— START STORED ROWS —

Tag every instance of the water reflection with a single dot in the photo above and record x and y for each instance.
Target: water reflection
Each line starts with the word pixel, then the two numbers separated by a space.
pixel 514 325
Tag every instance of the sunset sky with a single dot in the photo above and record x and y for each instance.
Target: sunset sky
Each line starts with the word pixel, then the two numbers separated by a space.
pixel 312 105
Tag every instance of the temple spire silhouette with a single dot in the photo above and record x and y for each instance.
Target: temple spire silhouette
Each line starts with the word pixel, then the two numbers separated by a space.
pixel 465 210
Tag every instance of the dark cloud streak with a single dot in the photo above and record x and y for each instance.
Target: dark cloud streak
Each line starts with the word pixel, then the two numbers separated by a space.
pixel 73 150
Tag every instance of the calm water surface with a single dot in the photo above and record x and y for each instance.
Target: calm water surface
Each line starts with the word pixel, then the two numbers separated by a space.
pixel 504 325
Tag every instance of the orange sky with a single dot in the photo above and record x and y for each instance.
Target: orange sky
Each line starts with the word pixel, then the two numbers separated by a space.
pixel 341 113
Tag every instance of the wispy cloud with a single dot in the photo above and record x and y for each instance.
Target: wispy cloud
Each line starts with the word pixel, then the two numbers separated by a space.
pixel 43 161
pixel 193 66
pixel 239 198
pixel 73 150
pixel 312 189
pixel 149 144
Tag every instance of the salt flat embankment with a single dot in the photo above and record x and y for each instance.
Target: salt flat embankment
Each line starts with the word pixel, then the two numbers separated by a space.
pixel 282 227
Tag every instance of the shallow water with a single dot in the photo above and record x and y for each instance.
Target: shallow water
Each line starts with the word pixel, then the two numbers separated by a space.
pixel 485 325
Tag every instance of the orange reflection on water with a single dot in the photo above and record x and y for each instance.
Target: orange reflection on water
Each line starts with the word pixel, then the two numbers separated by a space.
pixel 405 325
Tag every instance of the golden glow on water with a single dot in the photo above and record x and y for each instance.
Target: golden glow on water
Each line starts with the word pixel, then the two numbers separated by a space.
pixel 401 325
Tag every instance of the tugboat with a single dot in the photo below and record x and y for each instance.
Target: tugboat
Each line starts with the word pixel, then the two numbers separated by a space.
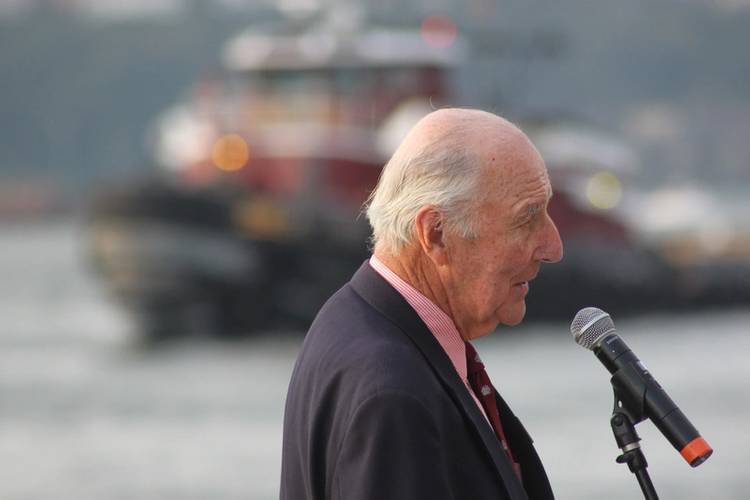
pixel 253 217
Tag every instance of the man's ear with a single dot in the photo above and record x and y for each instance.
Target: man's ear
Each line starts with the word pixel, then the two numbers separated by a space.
pixel 429 224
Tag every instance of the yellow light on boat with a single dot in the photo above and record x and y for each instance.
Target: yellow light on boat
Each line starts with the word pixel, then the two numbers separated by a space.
pixel 230 153
pixel 604 190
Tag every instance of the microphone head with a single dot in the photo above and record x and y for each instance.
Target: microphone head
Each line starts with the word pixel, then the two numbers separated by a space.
pixel 590 325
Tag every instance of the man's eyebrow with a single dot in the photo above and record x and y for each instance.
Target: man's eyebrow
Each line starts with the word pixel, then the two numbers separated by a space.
pixel 528 211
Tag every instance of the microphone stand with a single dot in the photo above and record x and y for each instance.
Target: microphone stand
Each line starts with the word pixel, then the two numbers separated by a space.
pixel 627 412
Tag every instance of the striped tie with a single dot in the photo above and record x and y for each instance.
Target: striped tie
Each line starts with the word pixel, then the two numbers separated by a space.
pixel 485 392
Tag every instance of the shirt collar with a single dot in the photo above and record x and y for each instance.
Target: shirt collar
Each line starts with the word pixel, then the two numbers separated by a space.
pixel 438 322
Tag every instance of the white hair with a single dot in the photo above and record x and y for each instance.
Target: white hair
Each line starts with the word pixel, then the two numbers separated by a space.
pixel 443 173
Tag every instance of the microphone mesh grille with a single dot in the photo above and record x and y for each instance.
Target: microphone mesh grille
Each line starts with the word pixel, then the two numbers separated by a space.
pixel 590 325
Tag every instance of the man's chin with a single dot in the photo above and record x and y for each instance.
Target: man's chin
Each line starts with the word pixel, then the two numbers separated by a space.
pixel 513 315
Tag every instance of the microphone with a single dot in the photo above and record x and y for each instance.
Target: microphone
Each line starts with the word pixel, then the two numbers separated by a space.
pixel 636 390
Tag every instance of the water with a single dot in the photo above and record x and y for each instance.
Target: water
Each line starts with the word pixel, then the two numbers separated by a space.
pixel 85 413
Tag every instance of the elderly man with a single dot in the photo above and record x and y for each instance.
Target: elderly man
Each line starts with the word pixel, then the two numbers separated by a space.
pixel 388 399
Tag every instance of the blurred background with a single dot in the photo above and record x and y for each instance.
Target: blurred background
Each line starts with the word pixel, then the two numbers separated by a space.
pixel 180 190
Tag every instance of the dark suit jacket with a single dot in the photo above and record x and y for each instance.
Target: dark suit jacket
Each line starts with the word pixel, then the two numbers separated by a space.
pixel 375 410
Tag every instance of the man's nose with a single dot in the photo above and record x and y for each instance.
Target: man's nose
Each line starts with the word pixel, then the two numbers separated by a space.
pixel 550 248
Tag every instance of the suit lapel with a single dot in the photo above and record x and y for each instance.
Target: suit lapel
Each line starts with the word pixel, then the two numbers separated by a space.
pixel 388 302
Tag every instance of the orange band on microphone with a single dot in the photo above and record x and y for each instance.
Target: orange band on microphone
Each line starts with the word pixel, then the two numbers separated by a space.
pixel 696 449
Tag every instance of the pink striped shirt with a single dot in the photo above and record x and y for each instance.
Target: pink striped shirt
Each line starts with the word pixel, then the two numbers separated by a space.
pixel 438 322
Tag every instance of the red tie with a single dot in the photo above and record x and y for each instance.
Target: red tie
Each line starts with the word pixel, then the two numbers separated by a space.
pixel 485 392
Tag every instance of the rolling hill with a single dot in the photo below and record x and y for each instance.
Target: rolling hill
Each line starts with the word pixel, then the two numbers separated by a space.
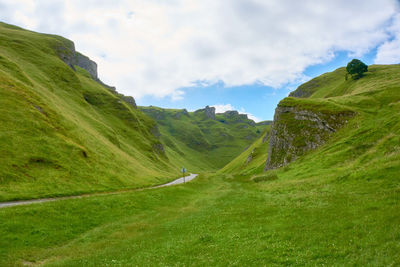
pixel 203 140
pixel 62 130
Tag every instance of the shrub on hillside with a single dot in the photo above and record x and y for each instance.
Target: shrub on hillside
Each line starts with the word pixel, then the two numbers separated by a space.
pixel 356 68
pixel 268 176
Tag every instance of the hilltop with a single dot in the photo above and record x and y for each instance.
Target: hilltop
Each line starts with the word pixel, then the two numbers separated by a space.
pixel 62 130
pixel 319 186
pixel 204 140
pixel 332 121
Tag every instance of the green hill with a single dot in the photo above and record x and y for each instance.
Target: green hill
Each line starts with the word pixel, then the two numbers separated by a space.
pixel 203 140
pixel 336 123
pixel 64 132
pixel 330 195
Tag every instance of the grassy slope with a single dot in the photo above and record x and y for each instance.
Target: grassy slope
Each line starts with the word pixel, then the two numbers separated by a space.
pixel 47 127
pixel 337 205
pixel 218 220
pixel 374 98
pixel 199 143
pixel 252 160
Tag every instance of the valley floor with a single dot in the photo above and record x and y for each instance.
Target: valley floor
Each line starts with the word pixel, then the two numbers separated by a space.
pixel 214 220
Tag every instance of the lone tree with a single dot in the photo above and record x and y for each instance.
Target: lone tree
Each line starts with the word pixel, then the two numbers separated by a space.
pixel 356 68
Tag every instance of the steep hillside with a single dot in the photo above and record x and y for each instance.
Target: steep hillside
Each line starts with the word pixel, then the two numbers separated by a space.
pixel 336 122
pixel 204 140
pixel 252 160
pixel 64 132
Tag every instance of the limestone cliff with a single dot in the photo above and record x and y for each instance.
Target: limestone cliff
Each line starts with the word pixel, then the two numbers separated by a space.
pixel 300 126
pixel 72 58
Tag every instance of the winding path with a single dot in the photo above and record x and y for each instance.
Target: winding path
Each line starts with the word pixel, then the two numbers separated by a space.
pixel 41 200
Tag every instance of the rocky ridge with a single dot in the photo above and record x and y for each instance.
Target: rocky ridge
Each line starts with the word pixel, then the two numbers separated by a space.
pixel 298 129
pixel 72 58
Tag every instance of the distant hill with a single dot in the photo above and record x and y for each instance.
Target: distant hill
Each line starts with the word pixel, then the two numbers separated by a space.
pixel 204 140
pixel 62 131
pixel 332 121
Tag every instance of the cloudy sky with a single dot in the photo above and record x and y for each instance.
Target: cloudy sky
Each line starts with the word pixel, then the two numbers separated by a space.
pixel 233 54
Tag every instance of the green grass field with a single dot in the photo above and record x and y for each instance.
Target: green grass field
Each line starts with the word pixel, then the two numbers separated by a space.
pixel 62 133
pixel 200 143
pixel 336 205
pixel 215 220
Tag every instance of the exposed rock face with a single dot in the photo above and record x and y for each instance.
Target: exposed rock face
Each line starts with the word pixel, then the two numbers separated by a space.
pixel 209 112
pixel 296 130
pixel 264 123
pixel 74 58
pixel 86 63
pixel 250 157
pixel 130 100
pixel 233 115
pixel 265 138
pixel 181 113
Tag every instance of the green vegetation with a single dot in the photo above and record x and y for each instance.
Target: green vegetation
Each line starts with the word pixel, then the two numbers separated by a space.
pixel 202 140
pixel 222 220
pixel 335 205
pixel 61 132
pixel 356 68
pixel 252 160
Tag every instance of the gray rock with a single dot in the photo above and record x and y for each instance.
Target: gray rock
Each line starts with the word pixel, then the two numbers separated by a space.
pixel 208 111
pixel 298 130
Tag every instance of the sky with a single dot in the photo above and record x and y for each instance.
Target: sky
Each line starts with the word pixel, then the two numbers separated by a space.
pixel 232 54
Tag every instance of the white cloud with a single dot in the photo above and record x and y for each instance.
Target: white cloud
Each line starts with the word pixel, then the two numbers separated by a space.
pixel 155 47
pixel 221 108
pixel 389 52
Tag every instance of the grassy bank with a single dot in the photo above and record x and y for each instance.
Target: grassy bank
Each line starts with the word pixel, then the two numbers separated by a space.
pixel 215 220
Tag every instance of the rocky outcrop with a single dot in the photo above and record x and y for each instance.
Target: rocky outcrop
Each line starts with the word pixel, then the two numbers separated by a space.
pixel 130 100
pixel 208 111
pixel 235 117
pixel 73 58
pixel 298 129
pixel 264 123
pixel 181 113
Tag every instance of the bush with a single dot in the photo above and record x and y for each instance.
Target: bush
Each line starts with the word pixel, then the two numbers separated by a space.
pixel 269 176
pixel 356 68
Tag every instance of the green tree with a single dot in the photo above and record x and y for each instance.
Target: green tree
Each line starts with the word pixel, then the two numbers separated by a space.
pixel 356 68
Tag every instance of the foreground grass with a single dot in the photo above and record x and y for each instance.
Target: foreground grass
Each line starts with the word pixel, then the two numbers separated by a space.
pixel 214 220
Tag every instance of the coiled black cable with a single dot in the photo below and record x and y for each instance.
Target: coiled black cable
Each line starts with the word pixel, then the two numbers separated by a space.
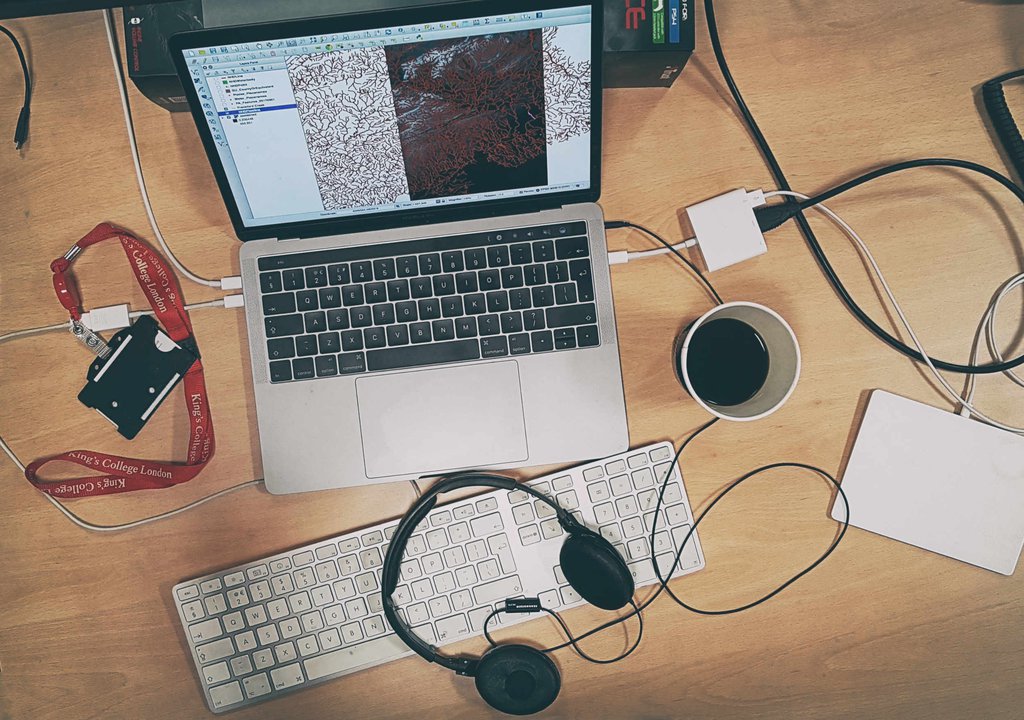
pixel 809 236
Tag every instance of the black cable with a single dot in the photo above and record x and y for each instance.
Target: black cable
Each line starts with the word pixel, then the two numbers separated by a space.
pixel 771 216
pixel 574 640
pixel 22 129
pixel 1003 120
pixel 808 234
pixel 612 224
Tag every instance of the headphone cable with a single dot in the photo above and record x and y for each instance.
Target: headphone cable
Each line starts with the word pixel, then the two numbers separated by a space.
pixel 22 129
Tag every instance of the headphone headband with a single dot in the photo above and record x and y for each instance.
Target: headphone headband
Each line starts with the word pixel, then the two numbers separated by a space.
pixel 396 550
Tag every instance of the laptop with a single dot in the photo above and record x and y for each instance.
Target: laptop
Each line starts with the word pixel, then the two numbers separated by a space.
pixel 424 266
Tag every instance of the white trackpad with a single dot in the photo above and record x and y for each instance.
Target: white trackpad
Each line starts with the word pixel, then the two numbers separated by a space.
pixel 436 420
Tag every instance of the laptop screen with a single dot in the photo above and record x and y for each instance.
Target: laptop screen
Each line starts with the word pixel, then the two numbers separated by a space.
pixel 404 117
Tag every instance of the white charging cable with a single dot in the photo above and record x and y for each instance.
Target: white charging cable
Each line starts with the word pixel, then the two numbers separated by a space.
pixel 966 398
pixel 229 283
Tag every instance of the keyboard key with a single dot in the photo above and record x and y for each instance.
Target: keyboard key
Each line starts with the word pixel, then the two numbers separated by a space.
pixel 452 261
pixel 498 301
pixel 543 296
pixel 383 313
pixel 571 247
pixel 486 524
pixel 279 304
pixel 370 652
pixel 475 303
pixel 442 330
pixel 430 308
pixel 217 649
pixel 476 259
pixel 287 676
pixel 302 368
pixel 564 339
pixel 305 345
pixel 326 366
pixel 565 294
pixel 360 316
pixel 420 332
pixel 407 266
pixel 269 282
pixel 397 335
pixel 397 290
pixel 256 685
pixel 306 300
pixel 430 263
pixel 519 344
pixel 466 283
pixel 421 287
pixel 443 285
pixel 542 341
pixel 315 277
pixel 216 673
pixel 498 256
pixel 494 346
pixel 488 325
pixel 351 340
pixel 489 280
pixel 520 254
pixel 329 342
pixel 329 298
pixel 411 356
pixel 587 336
pixel 406 311
pixel 281 348
pixel 294 280
pixel 363 271
pixel 571 314
pixel 338 274
pixel 375 292
pixel 283 325
pixel 544 250
pixel 452 306
pixel 352 295
pixel 519 299
pixel 314 322
pixel 337 320
pixel 224 695
pixel 384 269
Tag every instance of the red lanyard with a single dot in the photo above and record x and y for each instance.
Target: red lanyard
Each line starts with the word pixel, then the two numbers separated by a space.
pixel 126 474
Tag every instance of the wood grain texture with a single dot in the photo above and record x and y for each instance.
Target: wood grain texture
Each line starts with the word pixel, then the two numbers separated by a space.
pixel 881 630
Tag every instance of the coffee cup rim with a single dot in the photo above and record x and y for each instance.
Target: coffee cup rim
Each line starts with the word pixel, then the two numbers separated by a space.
pixel 684 346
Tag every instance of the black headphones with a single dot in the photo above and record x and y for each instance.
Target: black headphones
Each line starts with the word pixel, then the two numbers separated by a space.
pixel 515 679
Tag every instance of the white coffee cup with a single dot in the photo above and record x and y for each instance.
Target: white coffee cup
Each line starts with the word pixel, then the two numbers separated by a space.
pixel 783 361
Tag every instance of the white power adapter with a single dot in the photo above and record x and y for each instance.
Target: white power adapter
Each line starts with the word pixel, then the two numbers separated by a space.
pixel 726 229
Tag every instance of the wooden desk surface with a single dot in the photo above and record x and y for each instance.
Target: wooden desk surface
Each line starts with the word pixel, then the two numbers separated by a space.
pixel 881 630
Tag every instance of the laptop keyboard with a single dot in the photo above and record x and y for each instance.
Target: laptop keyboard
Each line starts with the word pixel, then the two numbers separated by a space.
pixel 467 297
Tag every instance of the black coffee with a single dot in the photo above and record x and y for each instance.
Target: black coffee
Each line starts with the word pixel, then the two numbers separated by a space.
pixel 727 362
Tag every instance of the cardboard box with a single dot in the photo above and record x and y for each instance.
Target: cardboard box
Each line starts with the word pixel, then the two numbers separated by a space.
pixel 646 42
pixel 147 29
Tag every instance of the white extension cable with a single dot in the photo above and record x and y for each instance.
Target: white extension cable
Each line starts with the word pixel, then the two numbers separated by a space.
pixel 230 283
pixel 987 322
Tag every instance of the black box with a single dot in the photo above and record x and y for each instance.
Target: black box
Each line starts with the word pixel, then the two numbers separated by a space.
pixel 147 29
pixel 646 42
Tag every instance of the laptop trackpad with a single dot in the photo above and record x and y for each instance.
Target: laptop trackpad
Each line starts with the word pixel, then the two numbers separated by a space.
pixel 435 420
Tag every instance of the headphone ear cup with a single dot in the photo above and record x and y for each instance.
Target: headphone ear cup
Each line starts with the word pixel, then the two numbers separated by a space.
pixel 595 570
pixel 517 679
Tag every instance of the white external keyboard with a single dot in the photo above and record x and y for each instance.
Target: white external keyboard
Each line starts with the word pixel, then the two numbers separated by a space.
pixel 302 617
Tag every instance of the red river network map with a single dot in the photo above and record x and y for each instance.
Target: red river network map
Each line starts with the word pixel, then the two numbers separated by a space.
pixel 440 118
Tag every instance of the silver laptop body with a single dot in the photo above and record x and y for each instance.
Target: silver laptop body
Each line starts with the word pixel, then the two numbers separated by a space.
pixel 491 384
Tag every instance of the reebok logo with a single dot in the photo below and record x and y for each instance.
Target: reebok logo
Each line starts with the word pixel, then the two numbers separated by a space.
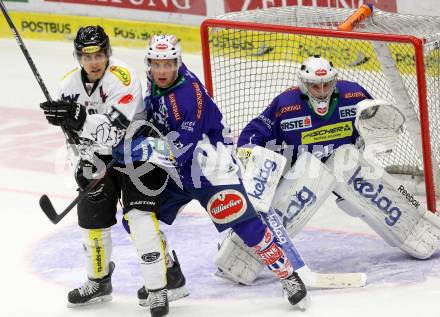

— END STORED ROWS —

### TASK TO COMPLETE
Rewrite the lines between the one holding "Tag every instance of the white charging" and the one holding "pixel 126 474", inclusive, switching "keyboard key" to "keyboard button" and leaving everything else unchanged.

### WRITTEN RESPONSE
Tag every instance of the white charging cable with a single dot in the photo above and record x and y for each instance.
Target: white charging cable
Each line starts with the word pixel, then the two numbers separated by a space.
pixel 966 398
pixel 229 283
Tag every instance of the keyboard button with a single dot in the photo above and record x and y for each instance.
Target: keyboard button
Each line starts with the word pixel, then the two numbers separated by a space.
pixel 452 261
pixel 498 301
pixel 543 296
pixel 383 313
pixel 571 247
pixel 486 524
pixel 279 304
pixel 370 652
pixel 475 303
pixel 442 330
pixel 430 308
pixel 217 649
pixel 476 259
pixel 287 676
pixel 302 368
pixel 564 339
pixel 305 345
pixel 326 366
pixel 565 294
pixel 360 316
pixel 420 332
pixel 407 266
pixel 269 282
pixel 397 335
pixel 397 290
pixel 256 685
pixel 306 300
pixel 430 263
pixel 519 344
pixel 466 283
pixel 421 287
pixel 443 285
pixel 542 341
pixel 315 277
pixel 216 673
pixel 498 256
pixel 494 346
pixel 488 325
pixel 351 340
pixel 489 280
pixel 520 254
pixel 329 342
pixel 329 298
pixel 411 356
pixel 587 336
pixel 406 311
pixel 281 348
pixel 294 280
pixel 363 271
pixel 571 314
pixel 338 274
pixel 375 292
pixel 283 325
pixel 544 250
pixel 452 306
pixel 352 295
pixel 519 299
pixel 314 322
pixel 337 320
pixel 224 695
pixel 384 269
Tag every instance of the red lanyard with a single dot in the photo above and record x and y for each instance.
Target: red lanyard
Each line starts with the word pixel, then the two numbers separated by a space.
pixel 126 474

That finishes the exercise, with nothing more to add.